(Set problem) Reproduce verbatim the rows beginning with the line containing "Please draw the outline of every instance of the **girl's" and continuing through the final row.

(Dataset)
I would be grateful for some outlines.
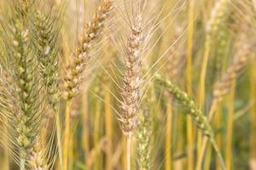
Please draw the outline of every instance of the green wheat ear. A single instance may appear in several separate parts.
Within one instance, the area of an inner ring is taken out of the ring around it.
[[[197,126],[200,129],[202,130],[203,133],[207,136],[212,143],[212,147],[214,148],[216,153],[218,154],[223,169],[224,169],[224,159],[218,150],[218,148],[216,144],[214,139],[214,133],[212,129],[210,123],[207,121],[207,116],[203,114],[203,112],[196,107],[195,101],[192,99],[190,96],[189,96],[185,92],[181,90],[177,86],[172,83],[170,81],[162,77],[160,75],[156,75],[156,81],[162,84],[169,93],[178,100],[183,107],[184,107],[188,113],[190,114],[195,120],[196,121]]]
[[[57,22],[51,14],[36,13],[33,44],[48,101],[55,111],[59,103],[58,30]]]
[[[150,141],[152,129],[150,124],[149,106],[143,105],[143,110],[138,115],[137,129],[137,163],[140,170],[152,169]]]

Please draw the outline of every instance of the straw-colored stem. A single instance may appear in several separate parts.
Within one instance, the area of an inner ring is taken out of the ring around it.
[[[233,117],[234,117],[234,99],[236,90],[236,80],[233,80],[230,87],[230,96],[229,101],[229,115],[227,122],[226,146],[225,146],[225,165],[226,169],[231,169],[232,162],[232,134],[233,134]]]
[[[26,151],[25,150],[20,150],[20,170],[26,170]]]
[[[222,122],[222,104],[219,104],[218,105],[218,108],[216,110],[216,116],[214,117],[214,124],[215,124],[215,128],[216,129],[219,129],[221,128],[221,122]],[[221,150],[222,148],[222,134],[221,133],[218,133],[215,136],[215,141],[218,144],[218,147],[219,148],[219,150]],[[218,157],[216,156],[216,170],[220,170],[221,167],[219,164],[219,162],[218,160]]]
[[[83,89],[82,92],[82,107],[81,112],[83,114],[83,149],[84,154],[87,155],[90,153],[90,119],[88,112],[88,99],[87,99],[87,90]],[[87,162],[86,157],[84,157],[84,162]]]
[[[108,147],[107,147],[107,161],[106,161],[106,170],[111,170],[112,165],[112,138],[113,138],[113,122],[112,122],[112,109],[111,109],[111,99],[109,90],[105,89],[105,124],[106,124],[106,135],[108,138]]]
[[[193,35],[194,35],[194,10],[195,10],[195,0],[191,0],[189,3],[189,32],[188,32],[188,63],[187,63],[187,90],[189,95],[192,94],[192,48],[193,48]],[[187,154],[188,154],[188,170],[193,170],[194,168],[194,127],[192,123],[192,116],[187,115]]]
[[[68,148],[70,138],[70,109],[71,100],[67,101],[65,110],[65,131],[64,131],[64,147],[63,147],[63,170],[67,170],[68,166]]]
[[[131,170],[131,133],[127,135],[127,142],[126,142],[126,163],[127,167],[126,170]]]
[[[166,108],[166,147],[165,147],[165,167],[166,170],[172,169],[172,99],[168,102]]]
[[[61,144],[61,124],[60,121],[60,115],[56,115],[56,133],[57,133],[57,144],[58,144],[58,156],[61,169],[62,169],[62,144]]]
[[[251,100],[255,101],[256,99],[256,67],[255,60],[251,64],[250,69],[250,94]],[[250,109],[250,158],[249,164],[251,169],[256,166],[256,105]]]

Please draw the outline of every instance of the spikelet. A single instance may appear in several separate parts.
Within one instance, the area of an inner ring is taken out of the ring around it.
[[[32,170],[49,170],[43,145],[36,144],[28,154],[28,167]]]
[[[34,46],[39,63],[39,71],[47,92],[48,101],[55,111],[58,108],[58,36],[56,22],[51,15],[37,12],[34,29]]]
[[[90,59],[90,50],[95,39],[101,34],[109,12],[113,9],[113,0],[102,1],[92,20],[85,26],[74,59],[67,66],[67,76],[64,78],[63,97],[66,99],[73,99],[79,93],[83,72]]]
[[[26,156],[33,147],[41,127],[42,100],[39,98],[38,72],[31,48],[29,17],[31,6],[24,1],[15,2],[12,17],[5,23],[7,63],[11,77],[10,114],[8,117],[9,139],[19,151],[20,169],[26,168]],[[32,4],[29,4],[32,5]]]
[[[137,125],[137,112],[141,95],[141,67],[142,67],[142,42],[143,42],[142,17],[138,15],[136,23],[131,26],[128,37],[125,58],[125,72],[123,78],[121,95],[121,116],[119,122],[125,135],[133,132]]]
[[[152,131],[150,127],[149,118],[149,107],[145,108],[140,116],[138,116],[139,123],[137,130],[137,167],[139,170],[149,170],[152,167],[151,165],[151,148],[150,140],[152,136]]]
[[[207,33],[208,36],[212,36],[212,34],[218,31],[225,14],[228,3],[229,0],[218,0],[215,3],[212,10],[210,20],[207,25]]]
[[[188,113],[195,118],[198,128],[203,131],[205,135],[213,137],[212,129],[207,122],[206,116],[204,116],[202,111],[196,107],[194,100],[185,92],[182,91],[178,87],[160,75],[156,76],[156,81],[163,84],[169,93],[182,104],[188,110]]]
[[[221,79],[215,83],[213,89],[213,99],[216,102],[221,101],[223,96],[229,92],[231,82],[236,78],[237,75],[246,65],[249,59],[250,53],[250,45],[244,42],[241,43],[239,51],[234,59],[234,62],[230,65]]]

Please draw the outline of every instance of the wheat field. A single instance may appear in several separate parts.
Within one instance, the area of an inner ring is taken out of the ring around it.
[[[1,170],[256,170],[255,0],[0,0]]]

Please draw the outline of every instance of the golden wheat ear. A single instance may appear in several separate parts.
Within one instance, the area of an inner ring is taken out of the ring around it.
[[[90,60],[90,48],[102,33],[113,8],[113,0],[102,1],[93,19],[85,25],[74,58],[67,65],[67,76],[64,77],[63,97],[66,99],[72,99],[79,93],[83,73]]]

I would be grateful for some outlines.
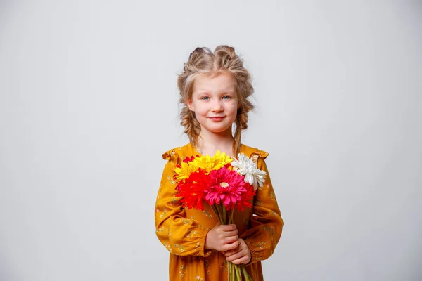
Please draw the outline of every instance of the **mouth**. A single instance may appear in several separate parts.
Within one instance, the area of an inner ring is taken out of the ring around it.
[[[225,118],[225,116],[214,116],[208,118],[214,121],[221,121]]]

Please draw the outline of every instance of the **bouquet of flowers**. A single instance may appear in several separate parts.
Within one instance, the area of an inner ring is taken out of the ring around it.
[[[204,209],[210,204],[221,224],[233,223],[235,207],[238,211],[251,208],[258,185],[262,186],[267,174],[260,170],[248,156],[240,153],[233,159],[217,151],[213,156],[186,157],[174,168],[178,190],[184,207]],[[252,280],[244,264],[228,263],[229,280]]]

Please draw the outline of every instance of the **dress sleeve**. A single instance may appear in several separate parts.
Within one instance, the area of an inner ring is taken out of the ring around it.
[[[184,209],[180,204],[181,197],[176,197],[173,169],[179,157],[174,150],[163,154],[162,157],[168,162],[164,166],[155,202],[157,237],[171,254],[209,256],[211,251],[205,249],[209,230],[199,228],[196,222],[186,218]]]
[[[254,198],[250,228],[241,235],[252,255],[248,264],[267,259],[273,254],[284,226],[264,161],[267,155],[262,150],[259,152],[257,165],[267,172],[267,177],[263,186],[258,187]]]

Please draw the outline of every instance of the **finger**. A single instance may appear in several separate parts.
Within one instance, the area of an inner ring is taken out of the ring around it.
[[[230,236],[224,238],[224,244],[231,244],[239,239],[238,235]]]
[[[224,233],[225,237],[235,236],[236,235],[237,235],[237,233],[238,233],[237,229],[235,229],[234,230],[230,230],[230,231],[224,231]]]
[[[248,263],[250,258],[248,256],[243,256],[241,258],[235,259],[234,261],[231,261],[233,264],[241,264],[241,263]]]
[[[239,244],[241,244],[241,242],[237,240],[235,242],[234,242],[233,243],[231,244],[225,244],[223,245],[222,247],[222,250],[226,251],[229,251],[229,250],[232,250],[234,249],[237,248],[237,247],[239,245]]]
[[[232,261],[237,259],[241,259],[243,256],[245,256],[245,253],[243,251],[239,251],[237,253],[232,254],[231,256],[226,256],[226,260],[229,261]]]
[[[240,251],[241,251],[242,249],[240,247],[236,247],[236,249],[234,249],[230,251],[227,251],[224,253],[224,256],[228,257],[230,256],[233,256],[234,254],[238,253]]]
[[[220,226],[220,229],[223,231],[232,231],[236,229],[237,226],[236,224],[222,224]]]

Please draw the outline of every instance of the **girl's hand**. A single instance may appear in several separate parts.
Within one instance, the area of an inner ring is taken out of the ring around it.
[[[236,249],[239,243],[236,224],[218,223],[207,233],[205,249],[225,251]]]
[[[252,255],[249,247],[243,239],[239,239],[241,243],[234,249],[227,251],[224,253],[226,259],[234,264],[248,263],[250,261]]]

(Worked solution)
Please draw the outline of every instance of the **girl's hand**. A single instance may appear in several separate parts.
Within one instance, the area of an inner ring is taken out of the ring around it.
[[[236,249],[239,243],[236,224],[218,223],[207,233],[205,249],[225,251]]]
[[[252,255],[249,247],[243,239],[239,239],[241,243],[234,249],[227,251],[224,253],[226,259],[234,264],[248,263],[250,261]]]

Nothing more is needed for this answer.